#### [TEXTE AFFICHÉ]
● ● ● ● ● ● ●
Qu'est-ce que le présent ?
Extrait du document
«
Définition des termes du sujet:
PRÉSENT: Comme nom, instant de séparation entre le passé qui n'est plus et le futur qui n'est pas encore.
Comme adjectif, ce qui trouve hic et nunc, s'oppose à absent.
Classiquement, depuis Platon, la pensée philosophique relie la notion de présent à celle du temps (avec sa tripartition :
passé, présent, avenir) et réfléchit au temps dans son rapport à l'éternité.
Platon, Timée, 37c:
« La substance éternelle est (dans un éternel présent).
L'expression était (passé) et l'expression sera (futur) sont des
termes qu'il convient de réserver à ce qui naît et progresse dans le Temps (imitation mobile, changeante et dégradée de
l'éternité qui elle seule est immobile et non changeante).
»
« Est » s'applique à l'Éternel présent, mais l'homme, comme engendré, est pris dans le flux du changement.
De même saint Augustin, dans les Confessions, Livre XI, transcrit dans une perspective chrétienne la problématique
platonicienne.
Pour l'homme, seul existe le présent.
Le passé n'est plus, l'avenir n'est pas encore.
Aussi devrait-on dire, en
parlant du passé, le présent du passé (c'est seulement le souvenir du passé qui est présent), en parlant du présent, le
présent du présent qui n'a point d'étendue (atteint grâce à l'attention de l'esprit), en parlant du futur, le présent du futur
(c'est l'attente du futur qui est présente dans l'esprit et non le futur lui-même).
Aristote, dans la Physique, IV, XIII, souligne la difficulté de définir correctement la
notion de présent (entendu ici comme instant présent).
● ● ● ● ● ● ●
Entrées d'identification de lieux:
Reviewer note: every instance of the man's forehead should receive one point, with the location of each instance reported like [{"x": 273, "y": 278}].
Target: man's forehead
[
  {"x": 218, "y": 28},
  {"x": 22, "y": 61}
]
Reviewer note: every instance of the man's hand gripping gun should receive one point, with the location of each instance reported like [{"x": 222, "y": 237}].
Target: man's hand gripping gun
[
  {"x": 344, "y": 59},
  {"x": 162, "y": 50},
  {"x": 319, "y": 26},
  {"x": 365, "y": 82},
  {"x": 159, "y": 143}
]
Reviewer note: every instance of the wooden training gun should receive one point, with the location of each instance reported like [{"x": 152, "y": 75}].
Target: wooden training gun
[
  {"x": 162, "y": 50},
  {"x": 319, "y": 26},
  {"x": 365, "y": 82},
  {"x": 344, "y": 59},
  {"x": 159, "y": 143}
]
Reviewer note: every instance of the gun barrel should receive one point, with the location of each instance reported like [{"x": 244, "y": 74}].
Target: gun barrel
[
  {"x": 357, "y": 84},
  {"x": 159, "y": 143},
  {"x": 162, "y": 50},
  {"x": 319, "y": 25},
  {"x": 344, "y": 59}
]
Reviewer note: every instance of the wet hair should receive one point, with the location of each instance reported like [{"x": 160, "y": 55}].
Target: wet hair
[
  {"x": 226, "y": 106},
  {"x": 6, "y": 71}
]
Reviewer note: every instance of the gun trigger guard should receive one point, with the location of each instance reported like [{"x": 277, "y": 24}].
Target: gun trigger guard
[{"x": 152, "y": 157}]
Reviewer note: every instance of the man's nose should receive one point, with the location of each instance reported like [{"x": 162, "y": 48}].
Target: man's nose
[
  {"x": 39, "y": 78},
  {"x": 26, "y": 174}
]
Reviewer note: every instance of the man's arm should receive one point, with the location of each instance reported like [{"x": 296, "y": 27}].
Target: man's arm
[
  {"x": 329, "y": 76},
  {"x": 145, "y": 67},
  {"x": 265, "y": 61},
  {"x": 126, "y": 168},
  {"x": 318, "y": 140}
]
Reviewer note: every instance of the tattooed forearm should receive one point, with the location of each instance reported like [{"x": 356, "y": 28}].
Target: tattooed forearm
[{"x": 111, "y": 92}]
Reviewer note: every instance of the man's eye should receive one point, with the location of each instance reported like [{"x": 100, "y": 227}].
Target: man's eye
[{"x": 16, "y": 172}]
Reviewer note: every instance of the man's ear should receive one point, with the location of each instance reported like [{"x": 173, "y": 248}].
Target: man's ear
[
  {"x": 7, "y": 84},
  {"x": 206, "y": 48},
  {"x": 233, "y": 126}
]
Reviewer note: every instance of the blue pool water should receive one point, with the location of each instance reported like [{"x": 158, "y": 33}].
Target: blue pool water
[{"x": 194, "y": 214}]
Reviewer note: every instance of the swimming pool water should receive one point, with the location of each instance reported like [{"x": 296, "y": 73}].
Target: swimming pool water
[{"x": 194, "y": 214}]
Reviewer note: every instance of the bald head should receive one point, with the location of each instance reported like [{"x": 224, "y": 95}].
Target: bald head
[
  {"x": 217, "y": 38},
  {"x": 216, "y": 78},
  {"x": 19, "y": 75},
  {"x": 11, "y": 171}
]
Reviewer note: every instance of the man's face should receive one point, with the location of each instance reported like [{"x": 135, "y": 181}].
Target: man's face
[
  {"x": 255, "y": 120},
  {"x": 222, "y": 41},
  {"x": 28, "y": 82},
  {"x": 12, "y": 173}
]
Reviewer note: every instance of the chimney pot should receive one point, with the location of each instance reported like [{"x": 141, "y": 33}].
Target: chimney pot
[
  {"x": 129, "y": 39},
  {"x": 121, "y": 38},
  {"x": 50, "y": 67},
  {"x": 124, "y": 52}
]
● ● ● ● ● ● ●
#### [CONSIGNE]
Poursuivez le texte sur la notion de présent à partir de sa dernière phrase. Les lignes ne sont d'aucune utilité ici.

#### [RÉPONSE ATTENDUE]
Subsiste-t-il « un et
identique » ou bien « est-il toujours nouveau »? Il avance une vision dialectique de
l'instant conçu comme limite : à la fois commencement d'une partie, et fin d'une
autre (le passé).
L'instant est à la fois autre que lui-même quand il divise et
identique à lui-même quand il lie.
Gaston Bachelard, dans L'Intuition de l'instant (1932), parce qu'il est nourri des
avancées scientifiques de son temps concernant la physique quantique, privilégie
les notions de discontinuité et de pluralité à l'encontre de la conception d'un temps
linéaire formant un flux continu (selon la vision de Bergson):
« Le temps, dit Bachelard, a plusieurs dimensions, le temps a une épaisseur Il
n'apparaît continu que sous une certaine épaisseur, grâce à la superposition de
plusieurs temps indépendants » (tout comme il y a des espaces indépendants dans
la physique contemporaine).
Mais le temps « n'a qu'une seule réalité, celle de
l'instant.
Autrement dit, le temps est une réalité resserrée sur l'instant et
suspendue entre deux néants ».
Cependant, deux présents peuvent être identifiés.
Le présent de l'instant (« le
temps qu'on utilise ») et le présent de l'intervalle (« le temps que l'on refuse »).
On est toujours sensible aux formulations qui valorisent le présent.
Il peut être considéré comme ce point fixe à partir
duquel on observe le monde autour de nous (Lucrèce, De la nature des choses) ; comme le seul moment du plaisir (Horace
: jouis de l'instant présent); le présent retenu tentant de s'opposer à la fuite irréparable du temps.
Cependant Pascal,
dans les Pensées (172), déclare:
« Nous ne nous tenons jamais au temps présent.
Nous anticipons l'avenir comme
trop lent à venir, comme pour hâter son cours ; ou nous rappelons le passé, pour
l'arrêter comme trop prompt.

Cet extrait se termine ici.